## Fragmento seleccionado
-- -- --

Algo grande que hacer
9/12/2020
En la Cuba de mi más temprana infancia, hacer la Revolución era la tarea madre; todo lo demás, afeites añadidos. Unos pocos vivían con el susto de cuidar o fomentar sus fortunas, más legítimas o espurias.Pero en el orden social, convertir a una sucursal caricaturesca del american way of life en un país soberano y culto, marcaba prioridad en el pensamiento de quienes, desde la cultura o la política, obraban a favor de los no convidados al banquete. Ya Rubén Martínez Villena, en su poema “El gigante” había puesto al desnudo, décadas atrás, el dilema del intelectual frente a la perspectiva huérfana: “¿Y qué hago yo aquí donde no hay nada / grande que hacer? ¿Nací tan solo para / esperar, esperar los días, / los meses y los años?”.
Como bien sabemos, el autor de “La pupila insomne” concretó, con la movilización popular, la tarea inmensa de derrocar a un tirano, aun cuando les enajenaran el triunfo y sus sucesores se vieran ante la necesidad de recomenzarlo todo. La revolución del 30, como mismo se fue a bolina, constituyó un nuevo punto de partida para proyectar, con otras miras, lo que los mambises no alcanzaron a terminar. El dilema de Rubén, para los cubanos de mi generación, tuvo un vuelco radical el primer día de enero de 1959. Todo lo grande por hacer se nos puso al alcance de la entrega.
Alfabetizar en un año a todos los analfabetos; diseñar y construir un sistema de salud inclusivo como nunca antes conociera el país; entregarles las tierras a quienes las trabajaban; convertir a los inquilinos en propietarios de sus casas; industrializar y electrificar al país; garantizar empleo a todos los ciudadanos; organizar unas fuerzas armadas modernas, capaces de defender lo conseguido con sangre; llevar la cultura, en todas sus expresiones (incluyendo la científica y la deportiva), a todos los espacios y personas posibles; cortarle el paso a la discriminación racial; dignificar e integrar a la mujer a todos los proyectos en igualdad de derechos; trasvasarle a otros pueblos, con el principio de la solidaridad, algo de lo poco disponible, no eran tareas pequeñas. De todo fui testigo y en alguna ínfima medida partícipe: con poco más de nueve años comencé a rumiar mis afanes de hacer algo a la altura de lo que veía.Y la posibilidad me llegó, regalo de reyes magos, como juguete de movimiento perpetuo que aún retoza en mi sangre.
Rolando Escardó, en 1960 —el mismo año de su deceso— abrió un paréntesis en su angustiosa poética existencial para dejarnos una declaración programática: “Pero lo que importa es la Revolución, / lo demás son palabras / del trasfondo / de este poema que entrego al mundo: / lo demás son mis argumentos”. Sintonizar con la poesía se me presentó tempranamente, golpe a golpe, verso a verso, como la mejor posibilidad de construirme como revolucionario.

-- -- --

## Detalles del ejercicio
Prosigue el texto sobre la Revolución cubana y la vocación poética a partir de su última oración.

## Segmento de datos
-- -- --

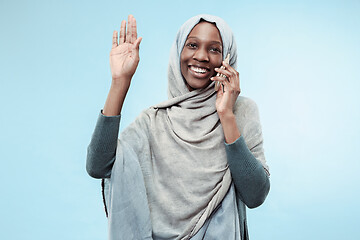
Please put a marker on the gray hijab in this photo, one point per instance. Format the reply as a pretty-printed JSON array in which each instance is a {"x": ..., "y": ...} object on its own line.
[{"x": 171, "y": 169}]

-- -- --

## Respuesta escrita
Desde aquellos días trabajo por integrar mi piedra al muro, y cada meta ha tenido la dimensión del país soñado. Olvidar resulta imposible, e ingrato. Algunos “grandes pensadores” tratan de endilgarnos, con la negación light, el disfraz de extremistas, adocenados, miedosos o ingenuos que andan por la vida inclinando la cabeza y dando vivas a ciegas; o simplemente resguardando, reafirmación mediante, las supuestas dádivas con que dicen que el poder cubre nuestras necesidades. ¡Tremendo! ¿Es que les cuesta demasiado aceptar la existencia de personas que, en su tránsito vital, trabajan conscientemente, en consonancia con su cultura y su sentido de la justicia, por las tareas donde identifican la grandeza de un humanismo que trasciende los insuficientes paradigmas liberales?
Si algo hemos tenido los cubanos en estos 62 años, han sido grandes objetivos por los cuales trabajar y soñar, como protagonistas o inmersos en el reparto de medianos y pequeños roles. Todo el que así lo quiso y lo asumió, tuvo su espacio en la epopeya.
Ahí están esos grandes empeños donde nos ha tocado trabajar, y entre ellos, sin duda, clasifican nuestros afanes de rebeldes empeñados en educar a quienes debieron ser nuestros educadores y no sabían cómo. Personalmente he vivido, junto a otras de plenitud, historias de intolerancia; suspicacia; torpezas políticas que, con mayor o menor fortuna, debí conjurar; siempre dialogando en los espacios a mi alcance, que a veces fueron más, a veces menos, pero siempre al alcance de mis ideas.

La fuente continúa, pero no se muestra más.